• The problem:
Extract every line of the items that contains the string "frame", and copy each one in full.

## START Supplied records

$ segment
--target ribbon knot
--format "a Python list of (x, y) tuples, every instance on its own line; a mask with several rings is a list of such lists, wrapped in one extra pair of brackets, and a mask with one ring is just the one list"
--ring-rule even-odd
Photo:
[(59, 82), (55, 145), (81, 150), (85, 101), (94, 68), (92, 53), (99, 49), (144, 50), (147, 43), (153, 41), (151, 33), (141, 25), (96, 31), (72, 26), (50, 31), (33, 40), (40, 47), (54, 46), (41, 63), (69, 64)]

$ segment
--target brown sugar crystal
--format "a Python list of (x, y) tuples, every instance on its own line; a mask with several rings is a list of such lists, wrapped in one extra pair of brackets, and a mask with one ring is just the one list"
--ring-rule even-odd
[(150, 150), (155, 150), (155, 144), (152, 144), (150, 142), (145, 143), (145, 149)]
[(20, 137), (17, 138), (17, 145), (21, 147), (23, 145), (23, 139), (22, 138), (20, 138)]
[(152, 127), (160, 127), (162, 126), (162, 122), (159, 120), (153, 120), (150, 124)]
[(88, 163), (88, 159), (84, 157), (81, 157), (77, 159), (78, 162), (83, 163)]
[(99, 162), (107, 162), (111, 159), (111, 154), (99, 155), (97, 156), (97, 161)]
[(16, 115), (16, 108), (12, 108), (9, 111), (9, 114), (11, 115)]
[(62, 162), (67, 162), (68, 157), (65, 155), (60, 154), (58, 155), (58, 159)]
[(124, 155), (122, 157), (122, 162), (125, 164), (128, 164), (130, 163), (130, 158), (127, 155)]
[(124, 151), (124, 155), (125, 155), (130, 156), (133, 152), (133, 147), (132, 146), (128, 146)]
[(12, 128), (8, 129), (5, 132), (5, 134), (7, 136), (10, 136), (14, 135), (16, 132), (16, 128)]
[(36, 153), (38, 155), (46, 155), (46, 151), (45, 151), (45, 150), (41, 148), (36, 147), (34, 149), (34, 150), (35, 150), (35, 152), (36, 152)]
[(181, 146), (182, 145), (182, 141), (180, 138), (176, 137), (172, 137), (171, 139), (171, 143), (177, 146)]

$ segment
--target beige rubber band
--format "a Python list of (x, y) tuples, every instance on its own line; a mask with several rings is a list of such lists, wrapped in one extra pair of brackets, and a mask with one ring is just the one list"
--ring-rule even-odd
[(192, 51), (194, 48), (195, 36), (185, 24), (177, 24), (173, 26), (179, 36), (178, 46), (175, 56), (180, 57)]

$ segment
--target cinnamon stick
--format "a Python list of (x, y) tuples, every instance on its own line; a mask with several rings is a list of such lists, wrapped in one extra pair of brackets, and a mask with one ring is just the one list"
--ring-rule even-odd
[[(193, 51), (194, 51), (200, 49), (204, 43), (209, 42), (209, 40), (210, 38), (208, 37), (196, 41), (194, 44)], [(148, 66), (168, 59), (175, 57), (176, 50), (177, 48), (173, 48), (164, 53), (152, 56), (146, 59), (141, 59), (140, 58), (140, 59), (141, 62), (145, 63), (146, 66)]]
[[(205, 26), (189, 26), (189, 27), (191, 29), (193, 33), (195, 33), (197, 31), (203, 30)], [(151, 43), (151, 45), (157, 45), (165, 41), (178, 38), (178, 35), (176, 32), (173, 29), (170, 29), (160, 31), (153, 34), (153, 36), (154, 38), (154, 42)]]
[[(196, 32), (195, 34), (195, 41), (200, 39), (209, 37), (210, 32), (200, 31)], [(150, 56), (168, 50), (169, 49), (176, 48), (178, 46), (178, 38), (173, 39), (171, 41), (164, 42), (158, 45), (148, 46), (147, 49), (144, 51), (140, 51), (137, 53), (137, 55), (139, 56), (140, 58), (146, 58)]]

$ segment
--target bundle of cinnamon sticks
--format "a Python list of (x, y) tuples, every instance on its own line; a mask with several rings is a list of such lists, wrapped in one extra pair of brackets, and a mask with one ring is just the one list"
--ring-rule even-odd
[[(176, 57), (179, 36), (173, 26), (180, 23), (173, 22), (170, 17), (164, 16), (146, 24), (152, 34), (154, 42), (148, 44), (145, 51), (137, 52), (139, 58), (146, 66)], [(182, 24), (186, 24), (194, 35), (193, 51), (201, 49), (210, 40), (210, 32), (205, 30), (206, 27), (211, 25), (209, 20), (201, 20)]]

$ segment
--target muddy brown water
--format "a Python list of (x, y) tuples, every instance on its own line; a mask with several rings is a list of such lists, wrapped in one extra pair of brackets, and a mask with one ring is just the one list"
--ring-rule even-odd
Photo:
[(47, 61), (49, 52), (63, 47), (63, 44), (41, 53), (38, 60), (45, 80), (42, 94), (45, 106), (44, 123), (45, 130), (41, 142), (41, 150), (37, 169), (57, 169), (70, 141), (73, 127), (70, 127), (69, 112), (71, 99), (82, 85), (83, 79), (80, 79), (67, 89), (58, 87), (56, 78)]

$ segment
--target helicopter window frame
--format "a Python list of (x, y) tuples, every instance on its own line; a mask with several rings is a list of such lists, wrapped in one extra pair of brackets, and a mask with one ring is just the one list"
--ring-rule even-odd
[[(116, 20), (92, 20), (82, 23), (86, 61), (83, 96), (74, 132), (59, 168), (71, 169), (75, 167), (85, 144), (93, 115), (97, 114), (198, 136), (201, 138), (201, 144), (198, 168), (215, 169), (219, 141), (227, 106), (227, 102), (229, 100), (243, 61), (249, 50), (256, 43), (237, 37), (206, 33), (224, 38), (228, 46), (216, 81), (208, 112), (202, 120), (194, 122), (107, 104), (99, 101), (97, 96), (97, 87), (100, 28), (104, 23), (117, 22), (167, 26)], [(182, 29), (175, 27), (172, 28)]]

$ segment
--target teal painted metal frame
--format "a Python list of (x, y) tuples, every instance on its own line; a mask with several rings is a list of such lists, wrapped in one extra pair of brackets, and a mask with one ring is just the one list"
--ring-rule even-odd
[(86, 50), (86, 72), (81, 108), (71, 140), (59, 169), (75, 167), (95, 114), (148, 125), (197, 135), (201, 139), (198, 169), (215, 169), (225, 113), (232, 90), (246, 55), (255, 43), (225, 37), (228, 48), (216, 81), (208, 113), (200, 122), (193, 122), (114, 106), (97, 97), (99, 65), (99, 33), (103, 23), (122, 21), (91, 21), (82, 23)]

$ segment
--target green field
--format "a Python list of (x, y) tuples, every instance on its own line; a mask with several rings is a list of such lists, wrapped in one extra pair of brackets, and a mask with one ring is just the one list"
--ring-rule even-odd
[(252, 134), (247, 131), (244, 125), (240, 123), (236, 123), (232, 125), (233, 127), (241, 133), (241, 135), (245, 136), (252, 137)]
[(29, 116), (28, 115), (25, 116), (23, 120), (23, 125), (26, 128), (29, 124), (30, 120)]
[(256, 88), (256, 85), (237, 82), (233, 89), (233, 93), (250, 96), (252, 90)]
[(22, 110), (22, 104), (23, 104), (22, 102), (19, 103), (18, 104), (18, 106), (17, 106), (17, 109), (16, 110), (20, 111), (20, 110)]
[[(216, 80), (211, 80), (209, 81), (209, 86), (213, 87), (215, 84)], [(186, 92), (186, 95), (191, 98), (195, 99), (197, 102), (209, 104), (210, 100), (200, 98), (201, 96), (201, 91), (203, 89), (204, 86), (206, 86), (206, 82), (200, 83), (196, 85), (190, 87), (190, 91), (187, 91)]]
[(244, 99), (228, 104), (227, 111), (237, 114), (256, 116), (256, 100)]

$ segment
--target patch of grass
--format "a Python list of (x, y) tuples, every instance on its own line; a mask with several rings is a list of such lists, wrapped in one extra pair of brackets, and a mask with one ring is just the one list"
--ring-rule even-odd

## END Supplied records

• Output:
--target helicopter window frame
--target teal painted metal frame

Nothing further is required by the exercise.